> Exercise objective: Rewrite the rows below so that every "component" becomes "tool", with nothing else changed.

> Supplied entries:
────────────────────

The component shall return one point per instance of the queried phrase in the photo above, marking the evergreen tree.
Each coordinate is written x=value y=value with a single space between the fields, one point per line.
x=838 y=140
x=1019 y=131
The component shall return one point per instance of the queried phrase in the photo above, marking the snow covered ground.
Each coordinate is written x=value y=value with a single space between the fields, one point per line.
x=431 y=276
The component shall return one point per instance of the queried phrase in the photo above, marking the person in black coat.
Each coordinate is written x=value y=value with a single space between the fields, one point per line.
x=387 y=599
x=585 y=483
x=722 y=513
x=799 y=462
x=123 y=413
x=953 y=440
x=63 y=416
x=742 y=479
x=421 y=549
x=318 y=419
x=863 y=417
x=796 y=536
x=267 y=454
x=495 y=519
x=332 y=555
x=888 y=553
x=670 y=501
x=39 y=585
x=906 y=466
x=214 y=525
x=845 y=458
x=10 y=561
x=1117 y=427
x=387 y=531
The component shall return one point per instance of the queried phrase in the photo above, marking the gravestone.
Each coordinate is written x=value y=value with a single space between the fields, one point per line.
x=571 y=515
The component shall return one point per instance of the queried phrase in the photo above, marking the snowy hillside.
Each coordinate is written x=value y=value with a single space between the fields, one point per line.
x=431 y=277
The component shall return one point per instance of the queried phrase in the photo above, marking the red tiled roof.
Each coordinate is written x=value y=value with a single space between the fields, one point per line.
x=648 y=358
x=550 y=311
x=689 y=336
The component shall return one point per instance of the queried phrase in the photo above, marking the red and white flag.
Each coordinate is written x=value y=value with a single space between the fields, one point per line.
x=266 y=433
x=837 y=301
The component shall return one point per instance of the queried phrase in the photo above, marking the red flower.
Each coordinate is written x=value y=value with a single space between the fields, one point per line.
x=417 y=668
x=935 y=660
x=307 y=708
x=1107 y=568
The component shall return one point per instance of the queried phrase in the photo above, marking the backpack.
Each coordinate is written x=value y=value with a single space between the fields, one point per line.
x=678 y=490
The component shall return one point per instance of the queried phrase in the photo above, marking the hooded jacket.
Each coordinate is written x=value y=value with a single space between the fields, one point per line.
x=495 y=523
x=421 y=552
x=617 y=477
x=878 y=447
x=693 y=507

────────────────────

> Solution to this exercise:
The tool shall return one point per instance of the queried phrase in the photo above, marking the evergreen tree.
Each coordinate is written x=value y=value with a single space between the fields, one point per line.
x=838 y=140
x=1019 y=131
The tool shall return one point per instance of the queried phrase in the photo above, marking the snow covered ground.
Each coordinate is written x=value y=value with a single space between the fields, one point per line.
x=431 y=276
The tool shall return one point per instance of the queried phrase in the photo above, marking the person in black coat.
Each coordinate is written x=value y=value with a single space between the fields, one point per line.
x=387 y=599
x=585 y=483
x=722 y=513
x=799 y=462
x=123 y=413
x=953 y=440
x=63 y=416
x=742 y=479
x=421 y=549
x=318 y=419
x=863 y=417
x=796 y=536
x=267 y=454
x=495 y=519
x=332 y=555
x=888 y=553
x=670 y=501
x=39 y=585
x=906 y=466
x=214 y=525
x=845 y=458
x=10 y=561
x=1117 y=427
x=387 y=531
The tool shall return one point per instance of the queried phrase in the photo above, marking the gravestone.
Each coordinate is written x=value y=value with a single space between the fields, one point per line.
x=571 y=515
The tool shall return one point per instance of the queried phrase in the photo above, marking the snowy hillside.
Each coordinate is written x=value y=value with a single space between the fields, one point per line.
x=431 y=277
The tool shall return one point per instance of the queried phrase in the photo above, marking the red tiled roof.
Each coordinate is written x=value y=value with a single space between the fields, one point per line.
x=648 y=358
x=550 y=311
x=689 y=336
The tool shall return one point per instance of the queried phrase in the photo above, marking the red and white flag.
Each coordinate is written x=value y=value with a single space between the fields, one point per line.
x=266 y=433
x=837 y=301
The tool shall return one point per instance of the queried phrase in the photo above, marking the red flower.
Each coordinate is written x=value y=value with a single space between the fields, one point per line.
x=417 y=668
x=935 y=660
x=307 y=708
x=1107 y=568
The tool shall return one point per instance of the queried phrase in the photo above, marking the backpack.
Each coordinate is written x=value y=value with a single space between the fields, one point per line.
x=678 y=490
The tool shall return one point per instance of the queried phrase in the photo above, marking the hooded jacket.
Each coordinate is written x=value y=value with a single space between the fields, one point per line.
x=495 y=523
x=421 y=552
x=617 y=477
x=878 y=447
x=693 y=507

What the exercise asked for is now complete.